• **Provided material**
•••••

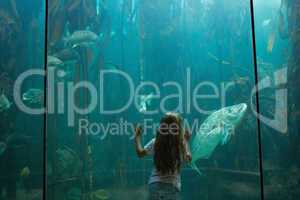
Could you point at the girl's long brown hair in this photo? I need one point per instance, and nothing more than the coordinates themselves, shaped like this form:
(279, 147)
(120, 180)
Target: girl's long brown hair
(168, 144)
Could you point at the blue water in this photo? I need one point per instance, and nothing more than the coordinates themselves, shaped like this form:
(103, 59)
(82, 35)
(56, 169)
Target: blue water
(177, 48)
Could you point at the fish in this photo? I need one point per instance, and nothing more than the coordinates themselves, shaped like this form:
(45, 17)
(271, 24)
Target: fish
(218, 60)
(266, 22)
(144, 102)
(111, 66)
(3, 147)
(271, 42)
(217, 129)
(25, 172)
(82, 38)
(5, 104)
(33, 96)
(61, 74)
(53, 61)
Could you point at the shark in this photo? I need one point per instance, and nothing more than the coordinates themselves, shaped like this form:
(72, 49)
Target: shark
(217, 129)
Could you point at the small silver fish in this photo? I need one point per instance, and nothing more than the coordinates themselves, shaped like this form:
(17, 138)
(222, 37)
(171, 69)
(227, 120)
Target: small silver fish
(54, 62)
(3, 147)
(82, 38)
(266, 22)
(144, 102)
(33, 96)
(5, 104)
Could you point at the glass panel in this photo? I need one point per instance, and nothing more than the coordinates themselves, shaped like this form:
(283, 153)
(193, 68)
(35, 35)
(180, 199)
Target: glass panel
(277, 33)
(183, 49)
(21, 136)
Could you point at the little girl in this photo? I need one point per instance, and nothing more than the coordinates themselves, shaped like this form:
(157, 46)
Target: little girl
(169, 149)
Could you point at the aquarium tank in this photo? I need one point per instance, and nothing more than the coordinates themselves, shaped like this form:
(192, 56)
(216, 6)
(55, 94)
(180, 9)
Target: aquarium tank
(78, 76)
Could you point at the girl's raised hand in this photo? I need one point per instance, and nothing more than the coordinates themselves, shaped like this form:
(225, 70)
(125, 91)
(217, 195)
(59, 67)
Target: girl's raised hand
(138, 131)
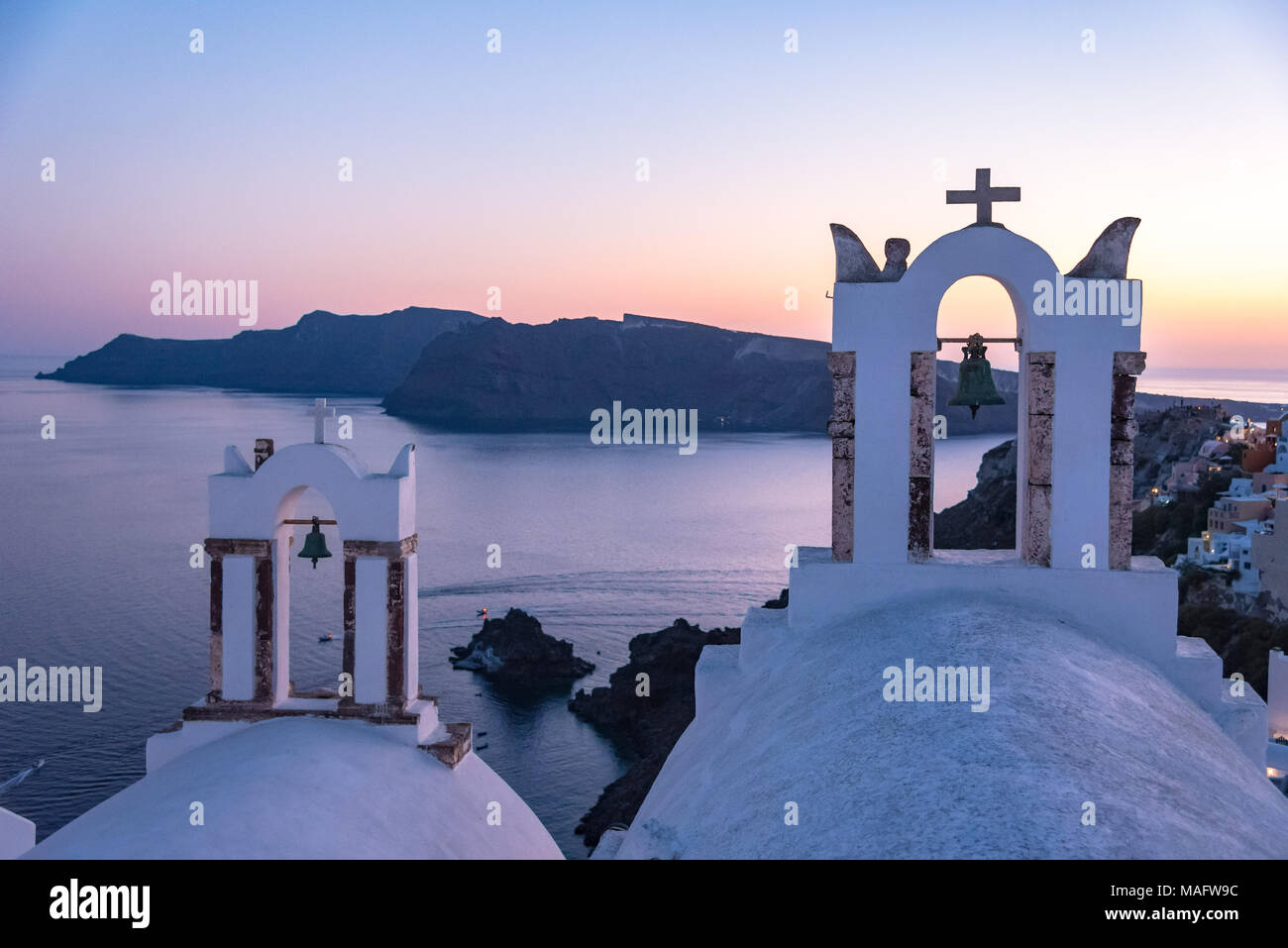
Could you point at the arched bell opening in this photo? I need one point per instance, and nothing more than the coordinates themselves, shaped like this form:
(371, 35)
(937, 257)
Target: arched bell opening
(977, 386)
(310, 587)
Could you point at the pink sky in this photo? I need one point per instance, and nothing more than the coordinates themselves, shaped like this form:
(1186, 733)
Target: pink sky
(518, 170)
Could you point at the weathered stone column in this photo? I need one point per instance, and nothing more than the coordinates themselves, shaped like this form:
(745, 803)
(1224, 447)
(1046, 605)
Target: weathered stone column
(841, 430)
(1122, 456)
(394, 553)
(921, 454)
(265, 626)
(217, 626)
(351, 621)
(1037, 485)
(262, 605)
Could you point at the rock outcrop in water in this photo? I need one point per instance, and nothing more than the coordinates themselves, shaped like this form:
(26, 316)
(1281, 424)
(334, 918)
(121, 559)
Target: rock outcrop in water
(514, 649)
(644, 717)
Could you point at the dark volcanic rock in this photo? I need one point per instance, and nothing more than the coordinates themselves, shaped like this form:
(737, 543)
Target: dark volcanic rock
(780, 603)
(986, 519)
(644, 725)
(321, 355)
(514, 376)
(515, 649)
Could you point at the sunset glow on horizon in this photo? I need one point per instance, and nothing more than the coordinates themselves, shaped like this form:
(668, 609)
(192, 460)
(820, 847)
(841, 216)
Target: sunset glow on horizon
(519, 170)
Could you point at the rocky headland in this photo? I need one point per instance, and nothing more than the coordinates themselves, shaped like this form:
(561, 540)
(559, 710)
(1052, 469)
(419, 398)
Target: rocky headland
(644, 716)
(514, 649)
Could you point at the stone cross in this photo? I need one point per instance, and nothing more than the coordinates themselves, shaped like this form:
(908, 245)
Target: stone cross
(321, 412)
(983, 196)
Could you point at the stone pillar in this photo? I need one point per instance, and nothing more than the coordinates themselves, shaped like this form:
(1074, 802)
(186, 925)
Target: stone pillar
(841, 430)
(261, 604)
(1122, 455)
(399, 583)
(351, 621)
(395, 633)
(1037, 484)
(265, 627)
(1276, 693)
(217, 626)
(921, 454)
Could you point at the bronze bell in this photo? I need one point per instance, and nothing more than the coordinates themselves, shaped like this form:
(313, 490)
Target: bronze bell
(314, 545)
(975, 377)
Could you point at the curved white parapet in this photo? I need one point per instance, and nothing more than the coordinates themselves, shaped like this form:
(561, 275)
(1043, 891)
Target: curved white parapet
(17, 835)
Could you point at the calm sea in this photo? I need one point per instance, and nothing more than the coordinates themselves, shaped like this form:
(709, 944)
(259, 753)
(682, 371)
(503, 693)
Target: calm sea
(599, 544)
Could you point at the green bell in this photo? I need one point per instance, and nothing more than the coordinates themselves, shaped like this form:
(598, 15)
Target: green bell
(314, 545)
(975, 378)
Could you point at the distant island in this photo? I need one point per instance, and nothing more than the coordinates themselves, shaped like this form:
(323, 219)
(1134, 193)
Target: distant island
(458, 369)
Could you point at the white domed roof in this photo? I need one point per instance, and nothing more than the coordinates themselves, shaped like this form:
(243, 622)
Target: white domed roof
(308, 789)
(1070, 720)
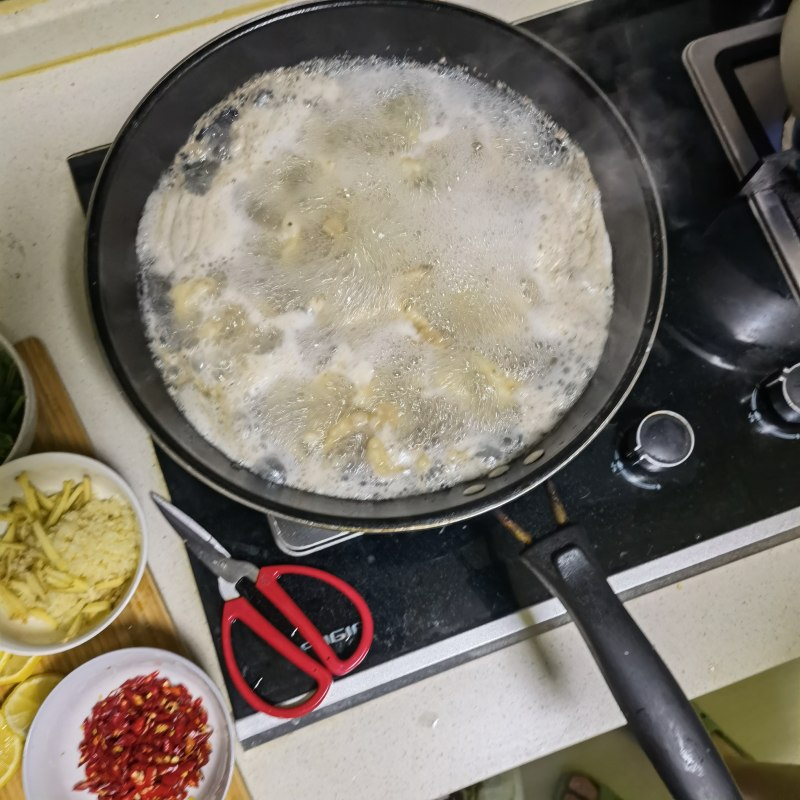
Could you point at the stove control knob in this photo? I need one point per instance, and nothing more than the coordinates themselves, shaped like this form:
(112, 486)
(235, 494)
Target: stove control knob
(660, 441)
(778, 398)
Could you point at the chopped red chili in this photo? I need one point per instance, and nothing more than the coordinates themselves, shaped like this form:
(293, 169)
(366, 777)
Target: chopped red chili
(148, 739)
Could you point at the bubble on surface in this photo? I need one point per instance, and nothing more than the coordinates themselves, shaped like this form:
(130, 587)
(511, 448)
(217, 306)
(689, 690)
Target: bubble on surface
(372, 278)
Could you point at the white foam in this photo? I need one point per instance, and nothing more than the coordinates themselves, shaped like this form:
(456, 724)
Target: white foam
(365, 264)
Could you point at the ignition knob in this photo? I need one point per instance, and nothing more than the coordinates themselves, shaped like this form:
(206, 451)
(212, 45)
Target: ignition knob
(778, 399)
(658, 442)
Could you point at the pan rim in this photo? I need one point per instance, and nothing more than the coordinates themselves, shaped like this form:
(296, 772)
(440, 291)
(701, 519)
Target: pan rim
(468, 507)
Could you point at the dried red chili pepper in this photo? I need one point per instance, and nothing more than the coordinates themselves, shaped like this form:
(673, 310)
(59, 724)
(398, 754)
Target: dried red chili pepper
(148, 740)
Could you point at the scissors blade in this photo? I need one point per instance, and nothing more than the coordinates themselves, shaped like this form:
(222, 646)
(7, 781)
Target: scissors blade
(213, 555)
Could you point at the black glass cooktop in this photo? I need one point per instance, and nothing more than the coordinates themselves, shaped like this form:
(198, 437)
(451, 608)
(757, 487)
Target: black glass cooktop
(730, 320)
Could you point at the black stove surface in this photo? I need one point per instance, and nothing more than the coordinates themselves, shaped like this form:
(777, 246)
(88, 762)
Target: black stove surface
(730, 320)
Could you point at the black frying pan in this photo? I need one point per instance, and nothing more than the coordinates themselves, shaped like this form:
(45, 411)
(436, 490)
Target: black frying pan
(656, 709)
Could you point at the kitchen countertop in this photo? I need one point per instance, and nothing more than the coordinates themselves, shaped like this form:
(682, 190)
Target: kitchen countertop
(69, 76)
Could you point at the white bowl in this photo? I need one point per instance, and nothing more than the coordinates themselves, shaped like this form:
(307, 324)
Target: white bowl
(48, 471)
(27, 430)
(50, 759)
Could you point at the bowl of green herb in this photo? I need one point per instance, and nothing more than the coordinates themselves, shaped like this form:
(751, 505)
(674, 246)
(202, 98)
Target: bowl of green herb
(17, 404)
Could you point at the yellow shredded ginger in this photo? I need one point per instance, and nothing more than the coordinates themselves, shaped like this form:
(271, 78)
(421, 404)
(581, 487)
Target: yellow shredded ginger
(65, 558)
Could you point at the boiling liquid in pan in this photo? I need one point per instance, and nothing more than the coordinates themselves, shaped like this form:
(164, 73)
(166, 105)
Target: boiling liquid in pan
(370, 278)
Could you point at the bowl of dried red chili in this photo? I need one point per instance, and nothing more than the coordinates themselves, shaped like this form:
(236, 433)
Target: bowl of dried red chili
(134, 724)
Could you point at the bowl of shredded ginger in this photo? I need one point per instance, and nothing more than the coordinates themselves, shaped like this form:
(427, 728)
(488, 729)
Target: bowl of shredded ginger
(17, 404)
(72, 551)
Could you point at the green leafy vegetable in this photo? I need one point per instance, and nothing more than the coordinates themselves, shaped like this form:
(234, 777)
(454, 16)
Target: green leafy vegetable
(12, 404)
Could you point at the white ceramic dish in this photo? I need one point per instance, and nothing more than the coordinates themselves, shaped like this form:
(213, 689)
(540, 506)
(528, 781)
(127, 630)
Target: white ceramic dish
(27, 430)
(47, 472)
(50, 759)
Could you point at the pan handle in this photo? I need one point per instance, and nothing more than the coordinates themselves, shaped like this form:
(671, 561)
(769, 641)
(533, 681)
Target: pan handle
(658, 713)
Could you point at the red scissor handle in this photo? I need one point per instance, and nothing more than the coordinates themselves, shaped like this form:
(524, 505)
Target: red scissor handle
(241, 610)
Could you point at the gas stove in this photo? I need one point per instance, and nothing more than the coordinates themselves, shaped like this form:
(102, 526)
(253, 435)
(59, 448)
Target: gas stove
(698, 467)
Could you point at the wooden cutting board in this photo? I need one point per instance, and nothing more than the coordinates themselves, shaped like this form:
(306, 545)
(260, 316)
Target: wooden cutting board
(145, 622)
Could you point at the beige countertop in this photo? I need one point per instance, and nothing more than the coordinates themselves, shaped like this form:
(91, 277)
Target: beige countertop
(69, 75)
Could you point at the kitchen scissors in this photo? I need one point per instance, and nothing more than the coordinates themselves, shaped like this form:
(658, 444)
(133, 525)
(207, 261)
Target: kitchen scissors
(249, 592)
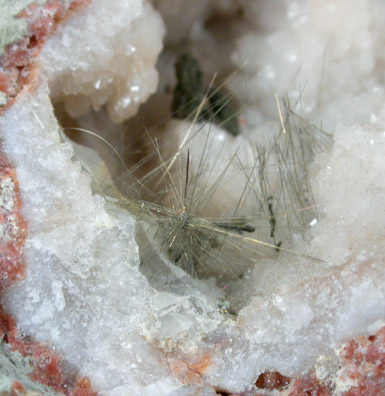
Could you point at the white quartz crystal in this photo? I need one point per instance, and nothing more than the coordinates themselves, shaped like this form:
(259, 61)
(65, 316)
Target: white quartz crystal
(105, 54)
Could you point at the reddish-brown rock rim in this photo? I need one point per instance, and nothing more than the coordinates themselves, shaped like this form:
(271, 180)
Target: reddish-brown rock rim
(18, 66)
(45, 363)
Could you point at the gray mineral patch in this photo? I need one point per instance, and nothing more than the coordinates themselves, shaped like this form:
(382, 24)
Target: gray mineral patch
(12, 28)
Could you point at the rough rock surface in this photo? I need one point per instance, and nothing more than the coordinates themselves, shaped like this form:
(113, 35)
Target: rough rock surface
(81, 290)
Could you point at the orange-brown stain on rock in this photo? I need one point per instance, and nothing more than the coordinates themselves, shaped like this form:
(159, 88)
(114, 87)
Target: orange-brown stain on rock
(45, 362)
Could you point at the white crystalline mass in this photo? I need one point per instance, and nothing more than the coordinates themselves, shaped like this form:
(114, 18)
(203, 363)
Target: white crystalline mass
(86, 68)
(327, 54)
(84, 292)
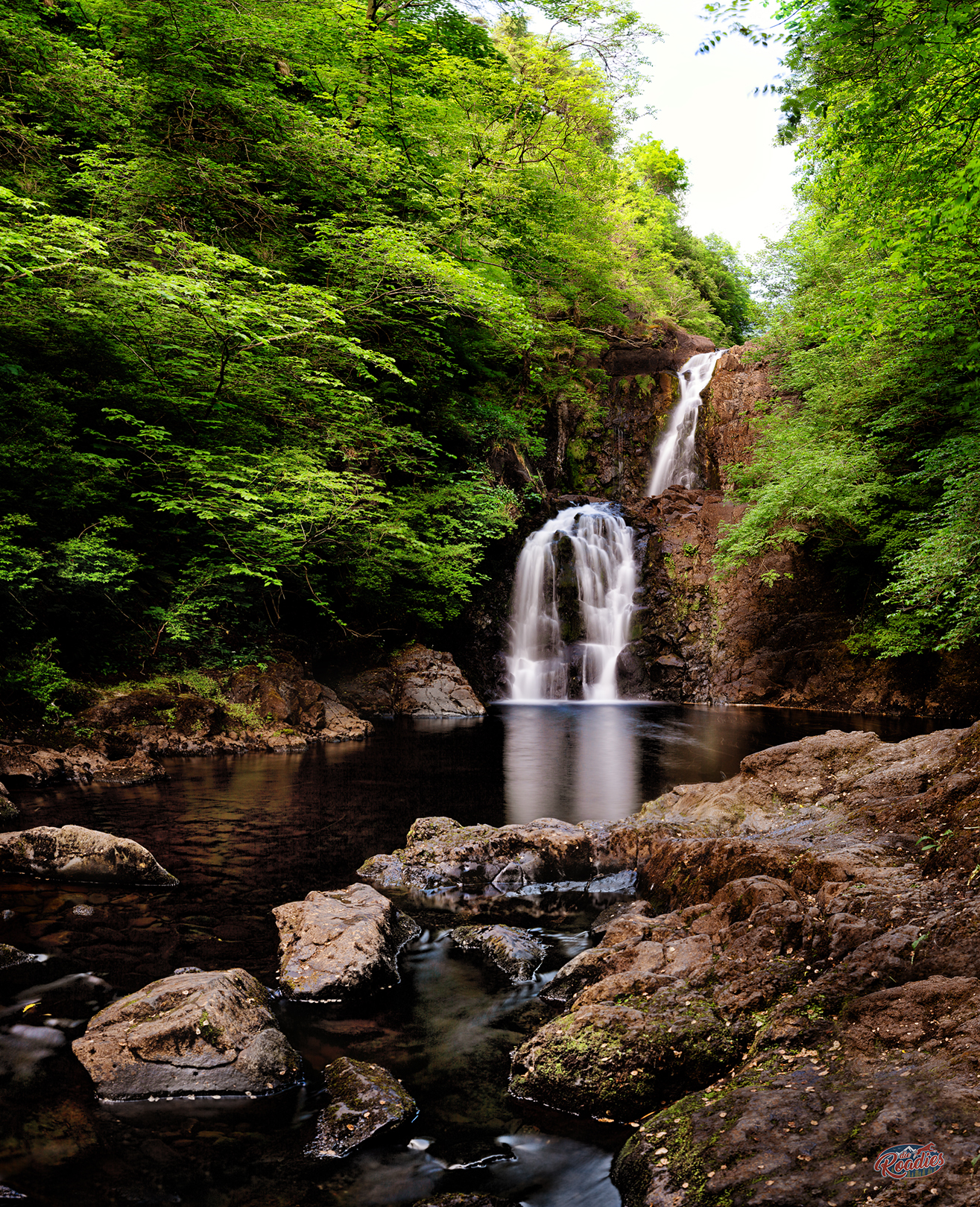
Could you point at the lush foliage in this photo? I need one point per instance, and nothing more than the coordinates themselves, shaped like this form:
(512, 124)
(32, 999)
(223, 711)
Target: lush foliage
(874, 315)
(276, 280)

•••••

Reproduce verbatim the lines of the records from the one containing "Could you point at the calm" through the one containing "(1070, 720)", inclusive.

Could you point at the calm sea in this photo? I need one point per instance, and nothing more than the coordinates themselves, shaped like this form:
(709, 944)
(259, 753)
(682, 371)
(503, 693)
Target: calm sea
(599, 544)
Could you point at the green bell in this photo? I need one point per instance, and nothing more than the coordinates themselves, shaped like this form:
(598, 15)
Target: green bell
(314, 545)
(975, 378)
Could you point at the distant island in this photo? I need one point per instance, and nothing more than the coordinates themselves, shaped like this form:
(323, 219)
(1134, 193)
Target: distant island
(458, 369)
Could you point at the white domed roof in this photo? I need one point per instance, and nothing more than the coordinates themselves, shaped like this form:
(243, 622)
Target: white domed roof
(308, 789)
(1070, 720)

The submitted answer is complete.